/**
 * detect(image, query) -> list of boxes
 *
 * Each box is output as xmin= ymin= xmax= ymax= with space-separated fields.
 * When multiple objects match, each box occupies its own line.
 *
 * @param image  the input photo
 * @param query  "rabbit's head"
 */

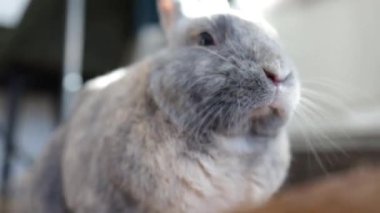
xmin=150 ymin=0 xmax=300 ymax=144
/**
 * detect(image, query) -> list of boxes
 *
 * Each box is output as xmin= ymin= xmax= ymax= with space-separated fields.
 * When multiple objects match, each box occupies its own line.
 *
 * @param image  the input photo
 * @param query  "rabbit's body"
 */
xmin=21 ymin=1 xmax=300 ymax=212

## Action item
Word for word, reproduce all the data, but not the pictures.

## Answer section
/**
 * detect(image, query) -> list of boxes
 *
 * Each box is output as xmin= ymin= xmax= ymax= with space-separated fields.
 * When multiple objects match, each box occupies its own line.
 *
 * @param image  the input photo
 * @param query  "rabbit's head"
 */

xmin=150 ymin=0 xmax=300 ymax=144
/**
 * detect(image, query) -> list of boxes
 *
 * Each box is output as xmin= ymin= xmax= ymax= with space-separated fields.
 * When multiple objects match, each box occupies its own line.
 *
 * @param image  the input photo
 * @param query  "rabbit's body"
 */
xmin=21 ymin=1 xmax=300 ymax=212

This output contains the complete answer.